▶ **WORK INSTRUCTIONS**
Change every "Pin each instance" in the material below to "Mark every occurrence" and keep everything else identical. Leave the pictures out of your output.

▶ **Labeled-object pointing entries**
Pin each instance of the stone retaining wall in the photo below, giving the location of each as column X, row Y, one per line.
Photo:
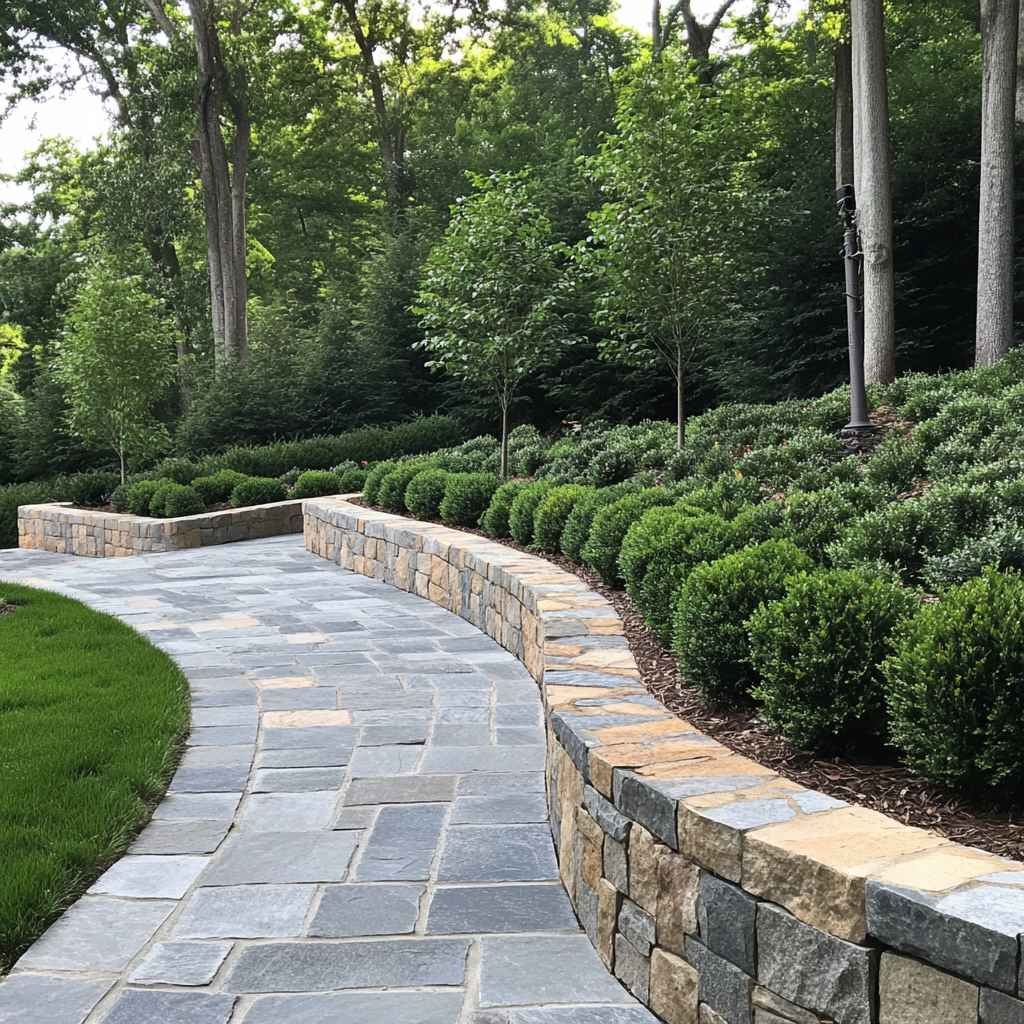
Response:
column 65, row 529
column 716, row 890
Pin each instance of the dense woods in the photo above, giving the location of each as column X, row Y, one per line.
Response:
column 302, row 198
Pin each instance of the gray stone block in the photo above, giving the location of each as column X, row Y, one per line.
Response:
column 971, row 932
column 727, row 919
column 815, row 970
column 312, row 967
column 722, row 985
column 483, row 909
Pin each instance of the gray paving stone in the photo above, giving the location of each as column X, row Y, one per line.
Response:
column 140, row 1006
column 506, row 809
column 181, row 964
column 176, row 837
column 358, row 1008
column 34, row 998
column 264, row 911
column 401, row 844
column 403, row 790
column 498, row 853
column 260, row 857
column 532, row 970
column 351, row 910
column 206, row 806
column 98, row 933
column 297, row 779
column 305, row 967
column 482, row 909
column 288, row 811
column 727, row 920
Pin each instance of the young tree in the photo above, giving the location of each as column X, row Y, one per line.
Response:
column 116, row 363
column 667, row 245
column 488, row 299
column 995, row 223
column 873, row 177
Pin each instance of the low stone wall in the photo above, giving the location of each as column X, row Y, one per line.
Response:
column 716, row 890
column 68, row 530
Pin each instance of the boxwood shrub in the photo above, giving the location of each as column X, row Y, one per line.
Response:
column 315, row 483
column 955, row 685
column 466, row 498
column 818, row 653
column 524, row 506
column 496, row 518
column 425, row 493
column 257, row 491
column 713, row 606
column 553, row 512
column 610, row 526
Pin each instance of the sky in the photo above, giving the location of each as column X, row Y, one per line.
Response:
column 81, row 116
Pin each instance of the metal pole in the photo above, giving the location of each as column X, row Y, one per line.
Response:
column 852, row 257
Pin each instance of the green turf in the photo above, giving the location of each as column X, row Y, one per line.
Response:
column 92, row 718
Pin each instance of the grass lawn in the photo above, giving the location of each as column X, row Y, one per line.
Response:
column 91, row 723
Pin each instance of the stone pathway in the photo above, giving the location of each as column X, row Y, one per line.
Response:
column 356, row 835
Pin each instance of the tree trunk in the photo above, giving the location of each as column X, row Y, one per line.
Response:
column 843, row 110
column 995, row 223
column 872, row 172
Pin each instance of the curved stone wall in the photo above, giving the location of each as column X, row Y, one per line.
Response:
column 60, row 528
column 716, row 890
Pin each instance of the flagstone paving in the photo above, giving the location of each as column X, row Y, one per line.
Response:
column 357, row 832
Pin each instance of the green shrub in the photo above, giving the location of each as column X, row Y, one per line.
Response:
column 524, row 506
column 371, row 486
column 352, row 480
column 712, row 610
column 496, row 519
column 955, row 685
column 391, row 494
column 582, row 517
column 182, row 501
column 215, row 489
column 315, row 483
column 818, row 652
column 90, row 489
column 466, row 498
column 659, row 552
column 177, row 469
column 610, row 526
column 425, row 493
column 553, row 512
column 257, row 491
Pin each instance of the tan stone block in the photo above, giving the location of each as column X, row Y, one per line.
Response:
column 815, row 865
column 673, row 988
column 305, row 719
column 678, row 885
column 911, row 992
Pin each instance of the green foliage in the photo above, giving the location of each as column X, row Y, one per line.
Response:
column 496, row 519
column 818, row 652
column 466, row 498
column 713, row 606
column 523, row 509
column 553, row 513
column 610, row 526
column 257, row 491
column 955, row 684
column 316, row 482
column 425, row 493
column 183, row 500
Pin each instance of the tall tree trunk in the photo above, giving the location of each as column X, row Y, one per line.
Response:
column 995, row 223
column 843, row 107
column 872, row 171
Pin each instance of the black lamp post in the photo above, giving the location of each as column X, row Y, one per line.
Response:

▶ **EXPECTED OUTPUT**
Mark every occurrence of the stone retaining wall in the photo below, giving the location of each as column X, row Y, one per line.
Photo:
Response:
column 65, row 529
column 716, row 890
Mark every occurrence of the dense woods in the photo above, giving the location of each as column X, row Y, one per line.
Response:
column 302, row 198
Mark every occurrence of the gray stone block in the photo above, giving the location of each as column X, row Y, one per line.
Response:
column 971, row 932
column 727, row 919
column 815, row 970
column 312, row 967
column 722, row 985
column 483, row 909
Mark every occurrence of the gray paving stone in the photo above, giving the location of each as column X, row Y, one per line.
Response:
column 140, row 1006
column 506, row 809
column 181, row 964
column 176, row 837
column 358, row 1008
column 34, row 998
column 264, row 911
column 401, row 844
column 403, row 790
column 498, row 853
column 260, row 857
column 532, row 970
column 351, row 910
column 206, row 806
column 98, row 933
column 297, row 779
column 305, row 967
column 482, row 909
column 288, row 811
column 727, row 920
Mark every occurrence of the young tree in the photo above, giving the location of each as column X, row Y, one per line.
Response:
column 116, row 363
column 667, row 245
column 488, row 299
column 995, row 223
column 873, row 177
Mark every occurrence of the low stone wall in the photo above, giving the location of each as column X, row Y, one per line.
Response:
column 716, row 890
column 68, row 530
Mark every occurrence of the boxwood shrub in the photo above, giving the location of each as column X, row Y, one per line.
Response:
column 315, row 483
column 955, row 685
column 466, row 498
column 818, row 653
column 524, row 506
column 496, row 518
column 425, row 493
column 257, row 491
column 713, row 606
column 553, row 512
column 610, row 526
Mark every occurrence of the sky in the photo above, giving the location of each as column X, row Y, one per line.
Response:
column 81, row 116
Mark every occurrence of the metal pole in the photo above, giving the location of each as column X, row Y, one per line.
Response:
column 852, row 257
Mark every occurrence of the green turf in the photo above, giving the location of each as column X, row Y, one per line.
Response:
column 92, row 718
Mark every occurrence of the grass lawn in the photo above, giving the location of each as column X, row Y, one per line.
Response:
column 91, row 723
Mark every occurrence of the stone pathway in the photo above, giving the location of each as column X, row Y, one per line.
Response:
column 356, row 835
Mark every occurrence of the tree trunk in the photo above, giving the location of each as column X, row Y, one per line.
Response:
column 843, row 110
column 995, row 223
column 872, row 172
Mark every occurrence of the curved stone wall in the photo above, giving the location of each as column X, row Y, one per line.
Response:
column 60, row 528
column 716, row 890
Mark every occurrence of the flagstone paving in the photo above, giving the location of each as column X, row Y, one per line.
Response:
column 357, row 832
Mark every occurrence of the green shrub in the photo above, giving the location of each as column X, row Y, one per line.
Response:
column 524, row 506
column 371, row 486
column 352, row 480
column 712, row 610
column 496, row 519
column 955, row 685
column 391, row 494
column 582, row 517
column 182, row 501
column 215, row 489
column 315, row 483
column 818, row 652
column 90, row 489
column 466, row 498
column 659, row 552
column 177, row 469
column 610, row 526
column 425, row 493
column 553, row 512
column 257, row 491
Mark every occurrence of the tan stone block in the photo above, giving the location of each as column X, row Y, one per line.
Response:
column 815, row 865
column 673, row 988
column 305, row 719
column 678, row 885
column 911, row 992
Mark every occurrence of the green foliage in the photo above, giving the location of each as column X, row Y, one per line.
Response:
column 496, row 519
column 818, row 652
column 466, row 498
column 713, row 606
column 523, row 509
column 553, row 513
column 610, row 526
column 257, row 491
column 955, row 684
column 316, row 482
column 425, row 493
column 183, row 500
Mark every occurrence of the tall tree trunk in the photo above, giving the location of each as column X, row Y, one per line.
Response:
column 995, row 223
column 843, row 107
column 872, row 171
Mark every occurrence of the black lamp post in the photo above, giving the location of each as column X, row Y, one per line.
Response:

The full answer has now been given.